• Problem to work on
Could you pull out, word for word, everything from the line containing "Target | second-floor window" down to the last line of the entries, leaving the pictures out of your answer?

• Task input

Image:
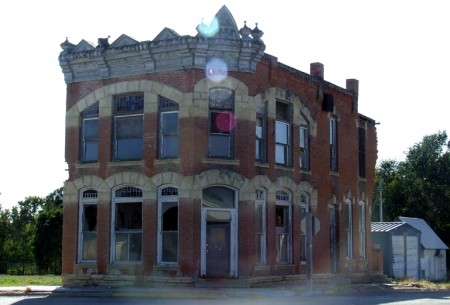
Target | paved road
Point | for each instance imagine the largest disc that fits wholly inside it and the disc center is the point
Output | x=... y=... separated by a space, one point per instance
x=366 y=298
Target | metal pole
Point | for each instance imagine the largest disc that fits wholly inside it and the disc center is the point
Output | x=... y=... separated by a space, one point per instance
x=309 y=259
x=381 y=196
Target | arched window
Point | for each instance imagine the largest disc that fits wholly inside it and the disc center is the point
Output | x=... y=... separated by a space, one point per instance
x=218 y=197
x=127 y=225
x=168 y=225
x=87 y=246
x=260 y=226
x=283 y=214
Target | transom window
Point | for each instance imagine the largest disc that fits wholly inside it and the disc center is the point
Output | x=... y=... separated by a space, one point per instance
x=218 y=197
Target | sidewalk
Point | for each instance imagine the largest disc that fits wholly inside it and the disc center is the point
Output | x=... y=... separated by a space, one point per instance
x=189 y=292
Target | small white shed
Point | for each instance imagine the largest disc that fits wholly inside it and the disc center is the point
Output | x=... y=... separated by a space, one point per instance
x=432 y=252
x=400 y=244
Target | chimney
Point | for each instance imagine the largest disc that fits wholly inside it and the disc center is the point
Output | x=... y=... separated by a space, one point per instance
x=316 y=69
x=352 y=85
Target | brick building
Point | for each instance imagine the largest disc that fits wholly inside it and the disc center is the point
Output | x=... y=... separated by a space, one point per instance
x=203 y=157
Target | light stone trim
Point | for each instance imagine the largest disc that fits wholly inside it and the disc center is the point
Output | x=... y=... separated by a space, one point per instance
x=105 y=94
x=189 y=186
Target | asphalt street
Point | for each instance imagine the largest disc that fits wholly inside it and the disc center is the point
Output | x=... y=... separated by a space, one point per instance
x=391 y=297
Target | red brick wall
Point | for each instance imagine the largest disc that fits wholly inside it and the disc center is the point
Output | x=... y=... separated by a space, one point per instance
x=194 y=148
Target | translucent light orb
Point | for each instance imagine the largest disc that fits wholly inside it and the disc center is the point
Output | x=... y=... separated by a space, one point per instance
x=216 y=70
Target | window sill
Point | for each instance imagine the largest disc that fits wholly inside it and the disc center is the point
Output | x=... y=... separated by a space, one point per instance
x=305 y=172
x=261 y=164
x=157 y=162
x=262 y=268
x=284 y=266
x=87 y=165
x=283 y=167
x=333 y=173
x=126 y=163
x=166 y=267
x=221 y=161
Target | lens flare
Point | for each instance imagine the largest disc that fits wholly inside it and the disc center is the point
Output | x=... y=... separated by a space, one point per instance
x=208 y=30
x=216 y=70
x=225 y=121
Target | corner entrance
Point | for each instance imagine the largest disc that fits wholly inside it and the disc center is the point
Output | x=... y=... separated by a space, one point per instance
x=219 y=233
x=217 y=249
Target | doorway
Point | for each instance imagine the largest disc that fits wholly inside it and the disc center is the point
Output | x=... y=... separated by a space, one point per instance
x=219 y=232
x=217 y=249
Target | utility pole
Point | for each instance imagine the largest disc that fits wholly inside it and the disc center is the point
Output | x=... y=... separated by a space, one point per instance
x=380 y=180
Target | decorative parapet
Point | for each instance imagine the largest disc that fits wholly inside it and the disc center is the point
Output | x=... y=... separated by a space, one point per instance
x=168 y=51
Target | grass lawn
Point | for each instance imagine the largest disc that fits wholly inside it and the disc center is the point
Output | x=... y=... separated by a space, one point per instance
x=28 y=280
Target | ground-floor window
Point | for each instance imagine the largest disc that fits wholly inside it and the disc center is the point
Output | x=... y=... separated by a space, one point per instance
x=87 y=249
x=127 y=224
x=304 y=208
x=260 y=226
x=168 y=225
x=283 y=229
x=349 y=228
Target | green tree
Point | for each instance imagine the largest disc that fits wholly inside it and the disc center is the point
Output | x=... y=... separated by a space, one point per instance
x=48 y=233
x=420 y=185
x=19 y=243
x=5 y=232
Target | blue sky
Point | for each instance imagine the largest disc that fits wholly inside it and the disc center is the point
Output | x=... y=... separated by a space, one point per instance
x=398 y=50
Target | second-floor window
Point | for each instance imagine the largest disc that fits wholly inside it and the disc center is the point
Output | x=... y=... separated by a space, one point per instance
x=260 y=134
x=283 y=134
x=168 y=129
x=333 y=145
x=304 y=144
x=221 y=123
x=362 y=151
x=128 y=127
x=89 y=134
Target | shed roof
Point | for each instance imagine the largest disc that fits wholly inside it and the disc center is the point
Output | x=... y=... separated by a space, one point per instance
x=429 y=238
x=385 y=226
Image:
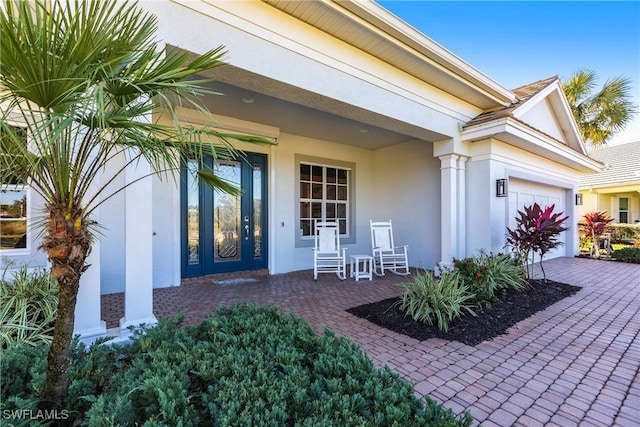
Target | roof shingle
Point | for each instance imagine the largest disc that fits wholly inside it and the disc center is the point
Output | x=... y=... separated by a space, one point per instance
x=623 y=163
x=523 y=93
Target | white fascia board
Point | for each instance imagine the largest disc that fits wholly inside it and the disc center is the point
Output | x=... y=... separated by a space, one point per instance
x=384 y=20
x=231 y=13
x=614 y=187
x=516 y=133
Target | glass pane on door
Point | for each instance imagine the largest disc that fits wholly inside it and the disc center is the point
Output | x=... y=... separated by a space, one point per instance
x=257 y=210
x=227 y=215
x=193 y=214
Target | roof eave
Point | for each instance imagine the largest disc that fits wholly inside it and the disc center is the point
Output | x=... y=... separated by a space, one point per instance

• Full answer
Target | second-floor window
Point | for each instance imagine the largest disc that fits wholly inside it and the disc center is the point
Output | x=... y=... separated by a space, one point per instance
x=260 y=134
x=283 y=134
x=168 y=129
x=333 y=145
x=304 y=144
x=221 y=123
x=362 y=151
x=128 y=127
x=89 y=134
Target | shed roof
Point | for each instance imagine the largest disc that fits wholly inside it and the disc center is the point
Output | x=... y=... separated by a space, one point per instance
x=429 y=238
x=385 y=226
Image:
Target | roof shingle
Point | for each instance imagine the largest disc that fits wholly inside it and the disc center is the point
Output | x=... y=... separated by a space, one point per instance
x=623 y=163
x=523 y=93
Target | white fascia board
Point | for each instance imagine the largest disc that fits wholly inside it and the disc center is the point
Output | x=... y=... separated by a space, one point per instance
x=384 y=20
x=231 y=13
x=614 y=187
x=516 y=133
Target | glass pane on door
Point | for each instance imagine the largest disc that fits wholly inside it and the disc center is the point
Output | x=... y=... separated by a space, one point per instance
x=257 y=210
x=227 y=215
x=193 y=214
Target | roof eave
Point | for each instance imagine the largest disc that fits wholly inside it and the disc center is the point
Output | x=... y=... separated by a space, one point per instance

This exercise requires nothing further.